*What to produce*
Give back every line exactly as it appears, pictures excluded.

╔══

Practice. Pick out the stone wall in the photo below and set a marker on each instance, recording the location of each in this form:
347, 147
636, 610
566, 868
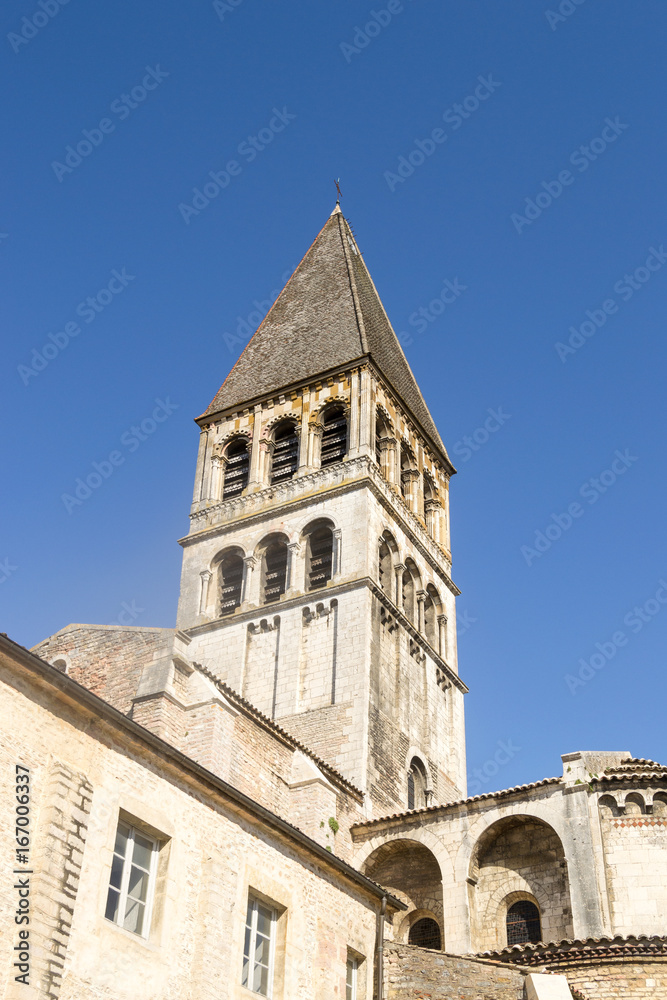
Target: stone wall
419, 973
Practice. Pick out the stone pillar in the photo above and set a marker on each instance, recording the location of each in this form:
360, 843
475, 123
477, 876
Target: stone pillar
399, 569
421, 599
205, 576
304, 435
366, 443
197, 493
250, 584
337, 553
442, 636
218, 464
354, 413
291, 581
254, 480
316, 431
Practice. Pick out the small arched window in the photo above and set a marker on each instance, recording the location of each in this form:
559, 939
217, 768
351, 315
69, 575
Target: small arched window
275, 571
334, 436
320, 557
425, 933
384, 567
523, 923
231, 582
237, 468
285, 452
416, 784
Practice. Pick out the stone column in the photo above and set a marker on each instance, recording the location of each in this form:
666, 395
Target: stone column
291, 582
354, 413
254, 480
421, 599
250, 584
337, 553
366, 443
304, 435
205, 576
316, 431
399, 569
442, 636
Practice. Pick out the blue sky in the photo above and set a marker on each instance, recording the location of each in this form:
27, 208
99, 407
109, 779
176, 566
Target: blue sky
540, 198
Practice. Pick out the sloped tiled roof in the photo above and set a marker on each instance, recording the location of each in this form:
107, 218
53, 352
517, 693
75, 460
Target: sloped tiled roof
328, 314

╚══

*The solution*
Practice. Pick out the stone wall in the photo below and set a marker on each instance, recording the location of each in this form:
347, 147
636, 610
566, 868
Target: stone wall
419, 973
Practice. Pick out the stone pillar in the photo above and set a marker on each instance, recording the location of each in this form:
360, 843
475, 123
477, 876
Target: stone pillar
399, 569
421, 599
205, 576
304, 435
366, 443
197, 493
250, 584
337, 553
442, 636
218, 464
354, 413
291, 581
254, 480
316, 431
Practice. Pick out the small arched window in the photo above and set a marker on each instance, recording the location of each in this form:
559, 939
217, 768
351, 315
69, 575
Target: small arched window
275, 571
334, 436
320, 557
425, 933
384, 567
523, 923
231, 582
237, 468
285, 452
416, 784
Practice. Pick out the stone column in the photo above and set a marker on each instance, recording the location of each in this form:
666, 395
Target: stone column
291, 582
354, 413
254, 480
421, 599
250, 584
337, 553
366, 443
304, 435
205, 576
316, 431
399, 569
442, 636
Practice. Pick out the blue sky in the photo above and set a marker on each instance, recording the location of each in this form:
27, 208
99, 407
109, 779
176, 566
Target: blue sky
540, 198
Practice. Pick out the sloped tiled roof in the photo above and set a marker on each instance, recording the location of each in this form:
107, 218
53, 352
517, 693
75, 460
Target: sloped tiled roof
328, 314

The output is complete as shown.